→ Entries from an annotation dataset
*****

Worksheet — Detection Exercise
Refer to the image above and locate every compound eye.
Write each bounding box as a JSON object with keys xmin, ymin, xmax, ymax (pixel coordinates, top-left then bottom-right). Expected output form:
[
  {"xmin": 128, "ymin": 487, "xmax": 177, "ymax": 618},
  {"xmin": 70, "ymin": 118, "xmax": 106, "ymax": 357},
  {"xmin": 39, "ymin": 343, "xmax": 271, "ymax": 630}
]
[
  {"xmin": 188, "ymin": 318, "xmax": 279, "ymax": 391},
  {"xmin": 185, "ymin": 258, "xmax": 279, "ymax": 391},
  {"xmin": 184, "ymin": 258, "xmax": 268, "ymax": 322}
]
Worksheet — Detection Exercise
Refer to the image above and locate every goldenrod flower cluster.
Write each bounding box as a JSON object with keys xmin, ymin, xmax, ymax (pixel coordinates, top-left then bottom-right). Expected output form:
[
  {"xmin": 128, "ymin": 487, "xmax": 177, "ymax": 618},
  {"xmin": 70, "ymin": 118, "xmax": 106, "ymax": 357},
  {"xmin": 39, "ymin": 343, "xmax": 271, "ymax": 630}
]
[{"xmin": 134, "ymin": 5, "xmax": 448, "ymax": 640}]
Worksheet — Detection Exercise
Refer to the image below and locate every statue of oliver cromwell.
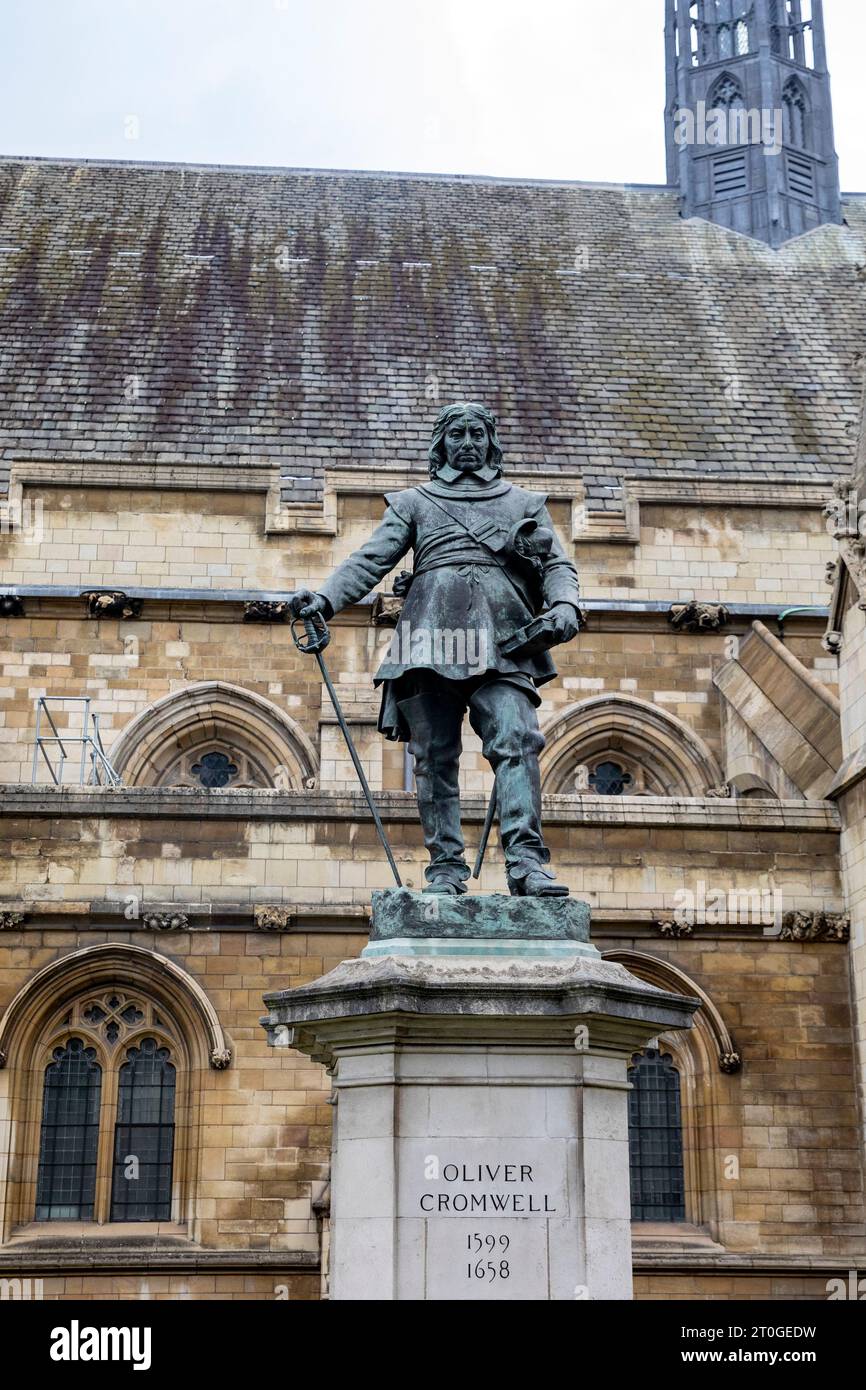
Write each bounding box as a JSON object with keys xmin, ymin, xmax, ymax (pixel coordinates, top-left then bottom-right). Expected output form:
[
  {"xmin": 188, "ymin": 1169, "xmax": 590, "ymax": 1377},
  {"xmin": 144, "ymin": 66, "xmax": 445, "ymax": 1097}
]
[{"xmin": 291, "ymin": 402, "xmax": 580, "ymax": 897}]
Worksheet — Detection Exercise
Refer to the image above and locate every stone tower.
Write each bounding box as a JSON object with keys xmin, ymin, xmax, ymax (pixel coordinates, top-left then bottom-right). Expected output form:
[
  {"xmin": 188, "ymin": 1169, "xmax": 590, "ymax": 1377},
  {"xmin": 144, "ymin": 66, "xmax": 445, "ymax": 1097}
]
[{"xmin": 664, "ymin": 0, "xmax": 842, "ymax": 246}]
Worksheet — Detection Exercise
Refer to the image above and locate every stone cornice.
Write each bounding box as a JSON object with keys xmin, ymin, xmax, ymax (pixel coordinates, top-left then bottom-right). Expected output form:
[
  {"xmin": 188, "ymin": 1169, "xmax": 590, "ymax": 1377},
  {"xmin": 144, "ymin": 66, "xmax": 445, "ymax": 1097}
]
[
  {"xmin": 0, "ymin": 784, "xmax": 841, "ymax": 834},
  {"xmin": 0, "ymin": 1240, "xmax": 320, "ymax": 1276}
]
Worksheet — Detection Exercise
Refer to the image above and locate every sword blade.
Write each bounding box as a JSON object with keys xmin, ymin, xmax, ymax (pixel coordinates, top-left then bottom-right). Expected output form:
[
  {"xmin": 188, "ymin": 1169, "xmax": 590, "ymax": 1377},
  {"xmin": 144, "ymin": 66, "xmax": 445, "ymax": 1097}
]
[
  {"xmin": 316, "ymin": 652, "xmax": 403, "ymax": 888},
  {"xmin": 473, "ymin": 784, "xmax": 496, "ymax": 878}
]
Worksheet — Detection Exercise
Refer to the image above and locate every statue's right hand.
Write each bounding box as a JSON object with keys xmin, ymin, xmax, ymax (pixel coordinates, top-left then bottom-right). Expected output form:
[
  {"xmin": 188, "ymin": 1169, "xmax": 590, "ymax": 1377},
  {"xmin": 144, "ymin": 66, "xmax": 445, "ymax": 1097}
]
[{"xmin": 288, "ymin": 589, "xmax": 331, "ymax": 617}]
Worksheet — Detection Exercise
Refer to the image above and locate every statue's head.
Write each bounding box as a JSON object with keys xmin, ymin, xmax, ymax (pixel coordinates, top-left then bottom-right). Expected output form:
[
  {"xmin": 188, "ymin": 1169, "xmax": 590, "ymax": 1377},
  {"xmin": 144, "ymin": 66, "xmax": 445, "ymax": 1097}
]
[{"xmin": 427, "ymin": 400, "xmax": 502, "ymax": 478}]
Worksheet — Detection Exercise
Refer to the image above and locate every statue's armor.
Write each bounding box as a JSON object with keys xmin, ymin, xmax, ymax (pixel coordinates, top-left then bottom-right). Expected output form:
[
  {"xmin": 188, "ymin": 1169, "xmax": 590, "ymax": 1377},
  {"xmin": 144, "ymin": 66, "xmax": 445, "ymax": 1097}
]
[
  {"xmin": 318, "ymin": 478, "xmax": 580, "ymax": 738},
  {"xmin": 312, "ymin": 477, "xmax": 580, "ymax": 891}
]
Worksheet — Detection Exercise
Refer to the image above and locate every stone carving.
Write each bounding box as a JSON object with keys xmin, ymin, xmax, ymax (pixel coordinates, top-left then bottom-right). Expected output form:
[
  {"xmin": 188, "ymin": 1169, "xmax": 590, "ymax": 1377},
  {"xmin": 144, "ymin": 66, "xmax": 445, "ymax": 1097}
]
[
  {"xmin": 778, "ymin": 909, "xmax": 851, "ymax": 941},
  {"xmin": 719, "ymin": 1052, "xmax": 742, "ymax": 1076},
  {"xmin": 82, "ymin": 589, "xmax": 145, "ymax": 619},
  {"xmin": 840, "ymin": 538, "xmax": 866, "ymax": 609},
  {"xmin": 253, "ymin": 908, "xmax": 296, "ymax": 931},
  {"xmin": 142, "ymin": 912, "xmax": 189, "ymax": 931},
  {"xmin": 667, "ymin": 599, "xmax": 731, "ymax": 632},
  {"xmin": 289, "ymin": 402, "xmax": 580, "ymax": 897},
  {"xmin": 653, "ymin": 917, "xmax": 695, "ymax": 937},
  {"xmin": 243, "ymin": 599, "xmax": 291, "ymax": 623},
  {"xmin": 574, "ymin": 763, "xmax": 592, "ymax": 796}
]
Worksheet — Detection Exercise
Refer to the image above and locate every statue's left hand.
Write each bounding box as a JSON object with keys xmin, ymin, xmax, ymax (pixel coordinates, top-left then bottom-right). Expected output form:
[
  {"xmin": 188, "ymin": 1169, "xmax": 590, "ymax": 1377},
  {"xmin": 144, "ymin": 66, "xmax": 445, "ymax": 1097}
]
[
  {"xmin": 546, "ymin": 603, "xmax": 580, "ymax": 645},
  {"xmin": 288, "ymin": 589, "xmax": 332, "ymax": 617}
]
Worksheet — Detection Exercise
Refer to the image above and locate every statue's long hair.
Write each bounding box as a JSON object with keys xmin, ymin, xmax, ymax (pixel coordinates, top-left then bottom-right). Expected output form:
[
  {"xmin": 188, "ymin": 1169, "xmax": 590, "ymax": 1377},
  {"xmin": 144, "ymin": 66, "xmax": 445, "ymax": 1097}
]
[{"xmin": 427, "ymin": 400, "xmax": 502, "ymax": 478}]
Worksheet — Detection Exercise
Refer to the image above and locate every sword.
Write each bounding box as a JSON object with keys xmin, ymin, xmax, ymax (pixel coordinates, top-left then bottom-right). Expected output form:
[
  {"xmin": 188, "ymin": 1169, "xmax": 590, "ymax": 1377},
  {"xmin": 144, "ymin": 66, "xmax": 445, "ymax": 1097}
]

*****

→ Task directions
Pick out each line of the material above that contains the string "stone" and copy those lines.

→ Output for this task
Refer to the image above and locate every stone tower.
Refer to the image above and locate every stone cornice.
Refer to the image above and locate every stone carving.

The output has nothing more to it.